WHAT TO WORK ON: State how many lines of the entries contain the string "bridge", giving only the number; case counts.
--------------------------------
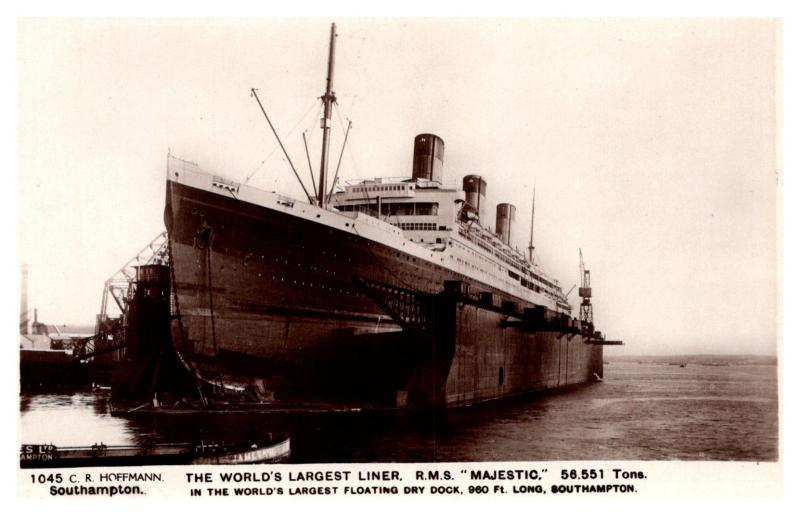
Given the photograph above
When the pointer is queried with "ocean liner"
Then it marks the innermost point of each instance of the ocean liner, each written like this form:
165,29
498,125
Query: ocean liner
390,292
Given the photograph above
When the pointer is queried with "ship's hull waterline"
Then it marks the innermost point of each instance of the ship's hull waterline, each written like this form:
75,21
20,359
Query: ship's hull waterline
271,300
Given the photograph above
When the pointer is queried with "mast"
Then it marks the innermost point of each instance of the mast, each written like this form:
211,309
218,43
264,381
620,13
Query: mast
327,101
533,212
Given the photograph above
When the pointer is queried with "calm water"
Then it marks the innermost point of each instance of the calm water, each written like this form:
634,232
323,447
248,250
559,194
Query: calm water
640,412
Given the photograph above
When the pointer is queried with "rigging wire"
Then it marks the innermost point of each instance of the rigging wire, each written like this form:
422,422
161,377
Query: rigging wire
349,147
276,147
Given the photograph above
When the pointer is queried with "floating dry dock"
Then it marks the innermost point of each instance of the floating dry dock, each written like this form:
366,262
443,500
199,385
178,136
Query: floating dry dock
276,449
388,292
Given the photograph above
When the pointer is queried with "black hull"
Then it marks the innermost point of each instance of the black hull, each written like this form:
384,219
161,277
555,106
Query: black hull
272,301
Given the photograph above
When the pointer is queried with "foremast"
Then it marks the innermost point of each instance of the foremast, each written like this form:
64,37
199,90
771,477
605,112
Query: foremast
327,101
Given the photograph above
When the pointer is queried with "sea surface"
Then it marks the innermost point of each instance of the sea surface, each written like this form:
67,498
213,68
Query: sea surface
641,411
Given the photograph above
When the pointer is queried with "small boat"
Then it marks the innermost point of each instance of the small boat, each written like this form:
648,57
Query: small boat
274,449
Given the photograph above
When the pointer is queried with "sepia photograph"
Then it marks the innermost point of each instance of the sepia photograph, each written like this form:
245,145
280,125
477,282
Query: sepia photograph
300,242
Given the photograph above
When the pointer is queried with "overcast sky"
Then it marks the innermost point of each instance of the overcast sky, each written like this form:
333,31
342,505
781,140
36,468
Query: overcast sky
652,144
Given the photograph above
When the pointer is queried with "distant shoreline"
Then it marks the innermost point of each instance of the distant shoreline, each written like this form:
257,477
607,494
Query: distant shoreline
698,359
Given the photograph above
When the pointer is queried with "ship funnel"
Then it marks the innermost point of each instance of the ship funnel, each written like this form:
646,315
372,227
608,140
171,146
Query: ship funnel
475,190
428,158
505,220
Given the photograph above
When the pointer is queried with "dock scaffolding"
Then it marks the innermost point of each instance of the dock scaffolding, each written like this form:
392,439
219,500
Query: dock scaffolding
109,331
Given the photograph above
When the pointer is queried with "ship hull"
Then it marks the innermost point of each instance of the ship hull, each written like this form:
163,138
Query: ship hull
271,301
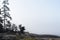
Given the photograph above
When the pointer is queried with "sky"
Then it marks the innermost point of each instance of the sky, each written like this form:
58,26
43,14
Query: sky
38,16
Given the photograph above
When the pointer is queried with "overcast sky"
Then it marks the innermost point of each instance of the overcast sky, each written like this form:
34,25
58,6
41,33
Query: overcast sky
38,16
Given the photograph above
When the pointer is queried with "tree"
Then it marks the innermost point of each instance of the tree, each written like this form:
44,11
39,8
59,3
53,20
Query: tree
22,28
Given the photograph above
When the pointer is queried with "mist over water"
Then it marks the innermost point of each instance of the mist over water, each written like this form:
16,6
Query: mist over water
38,16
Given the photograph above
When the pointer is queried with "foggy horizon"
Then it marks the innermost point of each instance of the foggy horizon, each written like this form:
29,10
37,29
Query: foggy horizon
38,16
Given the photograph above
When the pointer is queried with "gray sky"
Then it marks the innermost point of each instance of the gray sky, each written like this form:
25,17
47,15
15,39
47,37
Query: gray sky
38,16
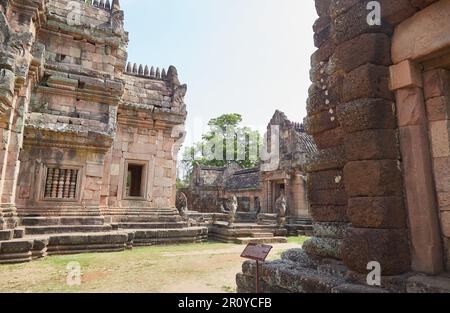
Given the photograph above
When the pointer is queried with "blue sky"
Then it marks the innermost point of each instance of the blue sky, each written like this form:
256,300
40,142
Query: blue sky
236,56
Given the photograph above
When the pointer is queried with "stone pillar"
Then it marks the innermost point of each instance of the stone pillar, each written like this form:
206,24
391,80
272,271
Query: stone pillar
437,96
10,165
356,175
426,248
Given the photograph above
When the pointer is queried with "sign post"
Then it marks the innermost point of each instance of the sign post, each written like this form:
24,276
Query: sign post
258,253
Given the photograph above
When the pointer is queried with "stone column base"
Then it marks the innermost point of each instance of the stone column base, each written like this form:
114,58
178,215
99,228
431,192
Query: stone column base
298,272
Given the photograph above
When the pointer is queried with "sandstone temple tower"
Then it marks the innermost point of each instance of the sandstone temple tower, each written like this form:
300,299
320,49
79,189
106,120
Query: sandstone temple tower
378,110
88,144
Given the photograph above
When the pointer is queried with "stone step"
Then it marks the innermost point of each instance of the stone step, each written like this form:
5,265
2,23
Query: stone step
70,220
19,232
22,250
262,235
152,225
146,237
58,229
247,240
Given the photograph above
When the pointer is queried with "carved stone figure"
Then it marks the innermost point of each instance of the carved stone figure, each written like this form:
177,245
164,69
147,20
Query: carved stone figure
281,208
182,204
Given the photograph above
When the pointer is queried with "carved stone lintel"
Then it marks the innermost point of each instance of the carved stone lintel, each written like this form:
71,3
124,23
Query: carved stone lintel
232,205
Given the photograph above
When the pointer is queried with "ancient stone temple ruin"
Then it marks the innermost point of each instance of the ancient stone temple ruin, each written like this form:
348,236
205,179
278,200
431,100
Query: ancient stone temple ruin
88,145
280,174
378,186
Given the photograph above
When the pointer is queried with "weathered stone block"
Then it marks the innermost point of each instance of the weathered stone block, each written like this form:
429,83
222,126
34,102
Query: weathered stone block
367,81
377,212
326,159
389,247
330,230
372,144
445,223
300,258
325,180
420,4
373,178
410,107
442,174
328,197
394,12
338,7
366,114
324,247
436,83
16,246
324,97
438,108
405,75
440,143
323,7
353,22
329,213
367,48
322,31
329,138
427,284
321,121
323,53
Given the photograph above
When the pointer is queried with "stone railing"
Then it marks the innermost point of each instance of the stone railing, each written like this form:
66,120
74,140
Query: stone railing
144,71
102,4
109,5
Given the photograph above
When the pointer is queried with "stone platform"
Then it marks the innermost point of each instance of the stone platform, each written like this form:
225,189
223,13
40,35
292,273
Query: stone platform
244,233
297,272
157,226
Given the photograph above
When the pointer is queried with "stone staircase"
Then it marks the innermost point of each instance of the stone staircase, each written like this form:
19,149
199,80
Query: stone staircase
38,236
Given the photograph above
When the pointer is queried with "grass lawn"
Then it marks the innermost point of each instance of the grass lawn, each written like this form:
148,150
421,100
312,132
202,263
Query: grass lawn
207,267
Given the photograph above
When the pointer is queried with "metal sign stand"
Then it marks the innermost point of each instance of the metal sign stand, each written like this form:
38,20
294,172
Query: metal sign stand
258,253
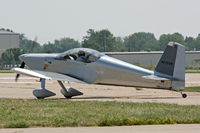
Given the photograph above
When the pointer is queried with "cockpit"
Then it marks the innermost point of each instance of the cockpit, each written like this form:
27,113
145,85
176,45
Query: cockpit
85,55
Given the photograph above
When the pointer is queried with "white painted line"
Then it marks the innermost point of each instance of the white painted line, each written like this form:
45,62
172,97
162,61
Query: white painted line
19,82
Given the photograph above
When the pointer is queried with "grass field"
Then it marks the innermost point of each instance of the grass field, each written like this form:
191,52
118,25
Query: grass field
186,71
16,113
192,89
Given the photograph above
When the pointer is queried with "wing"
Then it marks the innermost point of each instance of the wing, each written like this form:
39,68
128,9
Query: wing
46,75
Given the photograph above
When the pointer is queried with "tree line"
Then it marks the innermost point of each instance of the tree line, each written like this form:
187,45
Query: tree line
103,41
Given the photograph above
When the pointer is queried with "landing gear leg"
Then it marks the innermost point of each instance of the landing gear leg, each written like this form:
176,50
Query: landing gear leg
183,95
42,92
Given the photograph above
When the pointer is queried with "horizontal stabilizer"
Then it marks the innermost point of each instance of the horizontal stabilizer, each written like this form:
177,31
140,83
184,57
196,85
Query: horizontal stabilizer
46,75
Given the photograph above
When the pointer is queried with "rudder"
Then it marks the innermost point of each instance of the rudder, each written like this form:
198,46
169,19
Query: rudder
172,63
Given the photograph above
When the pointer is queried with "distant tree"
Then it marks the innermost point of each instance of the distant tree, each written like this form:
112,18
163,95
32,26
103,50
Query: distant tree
60,45
141,41
102,40
10,56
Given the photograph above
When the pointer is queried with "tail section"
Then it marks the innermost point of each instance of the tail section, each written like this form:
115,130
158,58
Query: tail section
172,64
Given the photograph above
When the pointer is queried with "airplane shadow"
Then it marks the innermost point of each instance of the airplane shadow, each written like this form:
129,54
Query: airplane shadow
119,97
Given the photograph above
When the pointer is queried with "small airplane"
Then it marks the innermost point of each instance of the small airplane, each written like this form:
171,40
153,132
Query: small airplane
84,65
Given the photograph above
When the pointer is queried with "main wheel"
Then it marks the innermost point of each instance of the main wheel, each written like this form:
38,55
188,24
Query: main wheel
184,95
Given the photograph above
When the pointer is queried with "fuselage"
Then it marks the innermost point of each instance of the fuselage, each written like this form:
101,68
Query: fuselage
104,70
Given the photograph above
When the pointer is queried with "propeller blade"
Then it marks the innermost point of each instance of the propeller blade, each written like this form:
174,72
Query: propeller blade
21,66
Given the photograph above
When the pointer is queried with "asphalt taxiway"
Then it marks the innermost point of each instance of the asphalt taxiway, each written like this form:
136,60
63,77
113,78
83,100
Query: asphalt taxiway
25,85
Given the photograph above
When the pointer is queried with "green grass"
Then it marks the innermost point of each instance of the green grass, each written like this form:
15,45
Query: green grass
18,113
192,89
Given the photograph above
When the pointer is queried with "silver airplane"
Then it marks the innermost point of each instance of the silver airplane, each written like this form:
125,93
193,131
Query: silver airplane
84,65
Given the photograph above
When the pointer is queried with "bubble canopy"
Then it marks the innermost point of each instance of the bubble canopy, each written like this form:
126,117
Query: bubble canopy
88,55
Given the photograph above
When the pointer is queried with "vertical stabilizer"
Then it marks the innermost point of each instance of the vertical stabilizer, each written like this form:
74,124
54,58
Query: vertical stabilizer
172,63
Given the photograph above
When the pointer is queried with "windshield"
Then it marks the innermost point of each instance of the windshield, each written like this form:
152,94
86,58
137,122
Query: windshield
85,55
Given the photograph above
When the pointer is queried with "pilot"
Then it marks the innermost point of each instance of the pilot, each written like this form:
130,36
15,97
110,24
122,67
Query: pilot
81,56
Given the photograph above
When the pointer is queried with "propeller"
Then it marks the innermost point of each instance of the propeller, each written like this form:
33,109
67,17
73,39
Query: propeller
23,63
33,44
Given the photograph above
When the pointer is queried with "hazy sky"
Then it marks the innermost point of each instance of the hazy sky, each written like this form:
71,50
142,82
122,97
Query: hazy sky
54,19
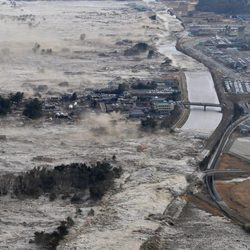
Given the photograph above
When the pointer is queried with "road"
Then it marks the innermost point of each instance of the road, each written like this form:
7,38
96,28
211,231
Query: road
211,169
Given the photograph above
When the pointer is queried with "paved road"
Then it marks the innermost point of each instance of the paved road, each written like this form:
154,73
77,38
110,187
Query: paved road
209,178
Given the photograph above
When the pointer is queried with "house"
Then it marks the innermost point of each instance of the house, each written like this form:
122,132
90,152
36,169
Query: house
161,105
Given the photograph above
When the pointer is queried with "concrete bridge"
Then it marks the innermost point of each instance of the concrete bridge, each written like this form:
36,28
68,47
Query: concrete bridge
202,104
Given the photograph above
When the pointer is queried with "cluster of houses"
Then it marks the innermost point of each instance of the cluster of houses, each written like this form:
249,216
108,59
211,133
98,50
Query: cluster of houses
156,99
136,99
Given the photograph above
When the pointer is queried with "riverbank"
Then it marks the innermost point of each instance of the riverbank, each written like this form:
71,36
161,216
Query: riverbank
186,46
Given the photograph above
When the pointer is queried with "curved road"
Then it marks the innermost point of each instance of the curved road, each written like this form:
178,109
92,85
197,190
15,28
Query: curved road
209,178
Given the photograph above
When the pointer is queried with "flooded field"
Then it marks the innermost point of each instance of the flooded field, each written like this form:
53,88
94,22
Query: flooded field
82,43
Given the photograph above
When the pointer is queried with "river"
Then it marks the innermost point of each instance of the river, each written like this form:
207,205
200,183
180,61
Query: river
200,84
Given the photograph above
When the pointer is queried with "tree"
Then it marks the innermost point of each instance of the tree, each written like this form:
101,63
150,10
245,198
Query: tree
33,109
148,123
5,106
16,98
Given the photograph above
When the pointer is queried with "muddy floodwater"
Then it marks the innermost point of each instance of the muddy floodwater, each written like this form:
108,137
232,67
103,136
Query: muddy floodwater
82,43
200,87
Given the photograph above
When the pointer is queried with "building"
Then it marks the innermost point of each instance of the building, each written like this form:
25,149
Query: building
161,105
245,127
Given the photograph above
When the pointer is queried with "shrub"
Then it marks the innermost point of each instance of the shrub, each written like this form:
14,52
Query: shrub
5,106
33,109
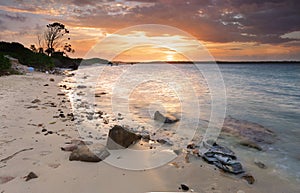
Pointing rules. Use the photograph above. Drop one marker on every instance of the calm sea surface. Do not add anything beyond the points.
--------------------------------
FULL SOLUTION: 3